## TASK BRIEF:
Count the lines in the records that contain the string "headscarf", matching case exactly, and give only the number.

## RECORDS:
---------------
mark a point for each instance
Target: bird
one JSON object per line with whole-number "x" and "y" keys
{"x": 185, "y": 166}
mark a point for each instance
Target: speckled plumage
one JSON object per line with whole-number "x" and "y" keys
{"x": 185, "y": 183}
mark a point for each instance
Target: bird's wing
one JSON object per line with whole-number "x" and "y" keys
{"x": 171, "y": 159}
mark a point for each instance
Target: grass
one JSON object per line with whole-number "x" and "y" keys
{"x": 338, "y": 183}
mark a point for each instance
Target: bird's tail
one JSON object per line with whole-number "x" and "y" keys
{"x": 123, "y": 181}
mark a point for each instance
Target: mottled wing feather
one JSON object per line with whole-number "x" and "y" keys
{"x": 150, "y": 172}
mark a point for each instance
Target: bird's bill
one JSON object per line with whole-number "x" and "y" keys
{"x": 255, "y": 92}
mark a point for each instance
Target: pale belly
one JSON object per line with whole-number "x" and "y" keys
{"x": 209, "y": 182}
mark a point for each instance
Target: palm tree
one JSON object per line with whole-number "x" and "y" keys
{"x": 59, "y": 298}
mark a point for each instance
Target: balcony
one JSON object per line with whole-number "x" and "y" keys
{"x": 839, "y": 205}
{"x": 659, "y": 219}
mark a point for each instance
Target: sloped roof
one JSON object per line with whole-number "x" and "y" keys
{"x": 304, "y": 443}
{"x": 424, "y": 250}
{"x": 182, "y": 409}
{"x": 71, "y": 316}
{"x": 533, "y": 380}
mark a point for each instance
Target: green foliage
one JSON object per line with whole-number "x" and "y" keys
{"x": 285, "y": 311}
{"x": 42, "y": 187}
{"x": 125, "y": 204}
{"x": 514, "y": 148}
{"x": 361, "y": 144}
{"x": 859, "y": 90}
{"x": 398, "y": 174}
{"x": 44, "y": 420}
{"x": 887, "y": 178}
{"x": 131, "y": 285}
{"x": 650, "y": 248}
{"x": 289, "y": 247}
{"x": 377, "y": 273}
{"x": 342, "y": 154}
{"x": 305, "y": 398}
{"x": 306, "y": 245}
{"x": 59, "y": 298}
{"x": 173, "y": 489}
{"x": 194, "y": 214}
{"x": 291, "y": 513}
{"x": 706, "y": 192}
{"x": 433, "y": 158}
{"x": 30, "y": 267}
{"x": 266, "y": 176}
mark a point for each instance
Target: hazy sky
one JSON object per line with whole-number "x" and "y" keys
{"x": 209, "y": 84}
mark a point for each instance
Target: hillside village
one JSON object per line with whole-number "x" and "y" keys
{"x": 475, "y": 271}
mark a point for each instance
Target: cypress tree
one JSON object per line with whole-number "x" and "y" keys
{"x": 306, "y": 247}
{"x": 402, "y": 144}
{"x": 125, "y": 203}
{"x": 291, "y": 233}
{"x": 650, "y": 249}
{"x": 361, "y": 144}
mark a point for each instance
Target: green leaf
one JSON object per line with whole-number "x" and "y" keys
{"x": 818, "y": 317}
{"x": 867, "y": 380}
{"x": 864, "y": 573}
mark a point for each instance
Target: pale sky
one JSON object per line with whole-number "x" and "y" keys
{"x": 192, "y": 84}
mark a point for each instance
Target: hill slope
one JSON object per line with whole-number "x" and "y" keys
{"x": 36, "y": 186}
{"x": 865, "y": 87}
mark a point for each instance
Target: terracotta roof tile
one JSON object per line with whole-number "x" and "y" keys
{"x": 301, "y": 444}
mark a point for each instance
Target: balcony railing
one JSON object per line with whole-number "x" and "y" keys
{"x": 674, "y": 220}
---------------
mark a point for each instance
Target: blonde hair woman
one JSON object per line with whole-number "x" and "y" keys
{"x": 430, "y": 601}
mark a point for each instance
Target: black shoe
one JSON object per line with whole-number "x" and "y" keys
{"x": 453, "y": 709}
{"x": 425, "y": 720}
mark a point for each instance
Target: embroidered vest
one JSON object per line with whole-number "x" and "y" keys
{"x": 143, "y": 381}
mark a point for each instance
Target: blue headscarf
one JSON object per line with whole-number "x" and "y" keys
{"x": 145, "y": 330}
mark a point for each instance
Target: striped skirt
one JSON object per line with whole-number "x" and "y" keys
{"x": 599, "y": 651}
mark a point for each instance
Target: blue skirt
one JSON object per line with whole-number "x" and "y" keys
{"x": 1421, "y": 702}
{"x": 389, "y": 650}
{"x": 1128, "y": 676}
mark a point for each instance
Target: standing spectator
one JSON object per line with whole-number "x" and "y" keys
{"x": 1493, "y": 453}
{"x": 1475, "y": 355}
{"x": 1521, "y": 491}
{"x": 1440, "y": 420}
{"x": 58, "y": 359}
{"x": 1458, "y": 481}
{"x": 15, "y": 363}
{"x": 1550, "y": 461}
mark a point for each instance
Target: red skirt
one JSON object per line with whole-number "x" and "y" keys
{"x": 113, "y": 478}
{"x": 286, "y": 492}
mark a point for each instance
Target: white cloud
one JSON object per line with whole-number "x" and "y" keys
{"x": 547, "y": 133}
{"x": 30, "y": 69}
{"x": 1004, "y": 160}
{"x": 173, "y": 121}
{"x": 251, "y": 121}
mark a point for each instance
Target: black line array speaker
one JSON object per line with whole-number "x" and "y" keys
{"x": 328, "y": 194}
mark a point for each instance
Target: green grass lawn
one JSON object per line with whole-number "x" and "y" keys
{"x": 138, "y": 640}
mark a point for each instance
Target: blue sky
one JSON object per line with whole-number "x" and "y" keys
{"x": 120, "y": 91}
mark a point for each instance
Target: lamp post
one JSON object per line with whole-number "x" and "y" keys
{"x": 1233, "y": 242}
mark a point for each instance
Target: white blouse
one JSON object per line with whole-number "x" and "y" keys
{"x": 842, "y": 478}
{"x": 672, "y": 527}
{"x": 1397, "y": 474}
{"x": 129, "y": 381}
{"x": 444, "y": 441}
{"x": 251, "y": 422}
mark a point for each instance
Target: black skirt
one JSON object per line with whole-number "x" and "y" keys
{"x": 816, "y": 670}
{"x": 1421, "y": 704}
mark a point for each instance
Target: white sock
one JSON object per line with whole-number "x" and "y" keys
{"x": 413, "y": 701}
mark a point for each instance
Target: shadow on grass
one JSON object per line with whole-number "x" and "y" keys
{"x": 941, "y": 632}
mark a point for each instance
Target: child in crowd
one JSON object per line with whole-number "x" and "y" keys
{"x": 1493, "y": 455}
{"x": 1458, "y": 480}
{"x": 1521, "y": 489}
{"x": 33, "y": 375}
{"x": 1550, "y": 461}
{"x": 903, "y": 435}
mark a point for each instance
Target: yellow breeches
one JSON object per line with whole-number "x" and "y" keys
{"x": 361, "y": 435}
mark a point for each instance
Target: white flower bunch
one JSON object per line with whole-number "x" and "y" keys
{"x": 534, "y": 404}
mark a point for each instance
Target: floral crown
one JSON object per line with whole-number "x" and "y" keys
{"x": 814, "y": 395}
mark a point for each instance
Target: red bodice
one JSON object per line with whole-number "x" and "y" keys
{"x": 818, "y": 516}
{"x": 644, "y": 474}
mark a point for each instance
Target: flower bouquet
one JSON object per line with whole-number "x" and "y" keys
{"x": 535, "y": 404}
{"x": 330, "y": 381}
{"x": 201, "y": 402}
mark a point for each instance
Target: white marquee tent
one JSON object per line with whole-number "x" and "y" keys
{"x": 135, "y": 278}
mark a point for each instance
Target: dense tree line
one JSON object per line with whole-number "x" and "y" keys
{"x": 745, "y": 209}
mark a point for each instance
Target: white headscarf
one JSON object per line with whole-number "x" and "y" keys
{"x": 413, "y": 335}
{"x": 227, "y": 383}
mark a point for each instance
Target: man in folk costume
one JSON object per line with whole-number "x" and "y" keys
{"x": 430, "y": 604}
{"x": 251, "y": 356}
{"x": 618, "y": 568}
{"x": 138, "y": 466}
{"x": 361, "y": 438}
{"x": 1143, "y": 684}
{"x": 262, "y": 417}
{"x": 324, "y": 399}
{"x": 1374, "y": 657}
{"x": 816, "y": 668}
---------------
## THE RESPONSE:
2